The  Diocese of Alessandria () is a Roman Catholic ecclesiastical territory in Piedmont, northern Italy. It is a suffragan of the Archdiocese of Vercelli.

History

Foundation of the city
In 1168, in response to the aggression of Emperor Frederick Barbarossa, the leaders of Milan, Cremona and Piacenza, established a new town in order to discomfit Frederick's ally Pavia. The new city was to be made up of the inhabitants of the villages of Quargnento, Solero, Oviglio, Foro, Bergoglio, Rovereto, Marengo and Gamondio. Seeking support for their undertaking, they sent ambassadors to Pope Alexander III (1159–1181) in January 1170, announcing that they had named the new city Alessandria in his honor, and begging for his support. They offered the city to the Papacy to be forever the vassal of the Holy Roman Church. They set aside three jugera ("moggi") of land at the junction of the Quartiere di Marengo and the Quartiere di Gamondo, thanks to the generosity of the Marchesi del Bosco, for the construction of a "Chiesa maggiore" under the title of S. Pietro, who had been declared their patron saint two years earlier. The church, originally a collegiate church, was begun immediately, and was completed by 1178. It had been raised to the dignity of a cathedral church in 1175. It was small, too small for the growing population, and needed to be rebuilt. A new cathedral was under construction in 1289, and was completed in 1297.

Establishment of the diocese
Alessandria was made a diocese in 1175 by Pope Alexander III, with territory removed from the diocese of Acqui, Asti, Pavia, Tortona, and Milan. The diocese was declared to be a suffragan of the metropolitan of Milan.

▶ [What needs to be done] Reproduce word for word everything in the passage on the Diocese of Alessandria from "Establishment of the" down to "metropolitan of Milan.".

▶ [Recorded information]
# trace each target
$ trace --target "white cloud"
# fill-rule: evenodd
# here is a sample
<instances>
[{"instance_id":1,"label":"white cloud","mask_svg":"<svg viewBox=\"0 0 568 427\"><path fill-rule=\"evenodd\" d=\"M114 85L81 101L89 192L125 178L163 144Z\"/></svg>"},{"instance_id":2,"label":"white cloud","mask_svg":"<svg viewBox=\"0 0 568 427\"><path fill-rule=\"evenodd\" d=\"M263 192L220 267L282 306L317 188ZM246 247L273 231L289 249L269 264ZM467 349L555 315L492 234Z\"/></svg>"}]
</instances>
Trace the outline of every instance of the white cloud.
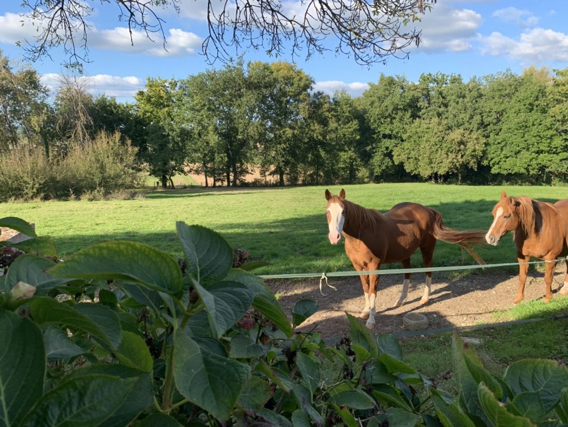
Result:
<instances>
[{"instance_id":1,"label":"white cloud","mask_svg":"<svg viewBox=\"0 0 568 427\"><path fill-rule=\"evenodd\" d=\"M60 85L61 75L55 73L43 74L40 77L42 84L49 89L56 90ZM129 76L120 77L108 74L83 76L80 79L86 80L89 92L94 95L105 94L109 97L130 98L140 89L144 89L145 82L142 79Z\"/></svg>"},{"instance_id":2,"label":"white cloud","mask_svg":"<svg viewBox=\"0 0 568 427\"><path fill-rule=\"evenodd\" d=\"M435 6L416 26L422 30L418 50L427 53L469 50L471 48L469 42L475 36L481 22L481 15L474 10Z\"/></svg>"},{"instance_id":3,"label":"white cloud","mask_svg":"<svg viewBox=\"0 0 568 427\"><path fill-rule=\"evenodd\" d=\"M495 31L479 40L482 53L494 56L528 62L568 61L568 35L552 30L533 28L522 33L519 40Z\"/></svg>"},{"instance_id":4,"label":"white cloud","mask_svg":"<svg viewBox=\"0 0 568 427\"><path fill-rule=\"evenodd\" d=\"M23 26L22 22L23 21ZM23 44L27 39L33 41L37 26L30 19L9 12L0 15L0 42ZM179 28L166 31L166 49L164 49L161 35L153 35L154 42L149 40L143 31L132 30L131 43L128 29L116 27L112 30L98 30L94 25L88 30L87 40L91 48L118 51L127 53L143 53L151 56L179 57L195 55L201 48L203 39L193 32Z\"/></svg>"},{"instance_id":5,"label":"white cloud","mask_svg":"<svg viewBox=\"0 0 568 427\"><path fill-rule=\"evenodd\" d=\"M534 27L538 23L538 18L529 10L521 10L509 6L499 9L493 12L492 16L498 18L503 22L515 22L521 27Z\"/></svg>"},{"instance_id":6,"label":"white cloud","mask_svg":"<svg viewBox=\"0 0 568 427\"><path fill-rule=\"evenodd\" d=\"M368 89L369 84L366 83L362 82L345 83L337 80L317 82L314 85L314 90L320 90L329 95L333 95L338 90L345 89L352 97L360 97Z\"/></svg>"}]
</instances>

▶ [Complete answer]
Establishment of the diocese
Alessandria was made a diocese in 1175 by Pope Alexander III, with territory removed from the diocese of Acqui, Asti, Pavia, Tortona, and Milan. The diocese was declared to be a suffragan of the metropolitan of Milan.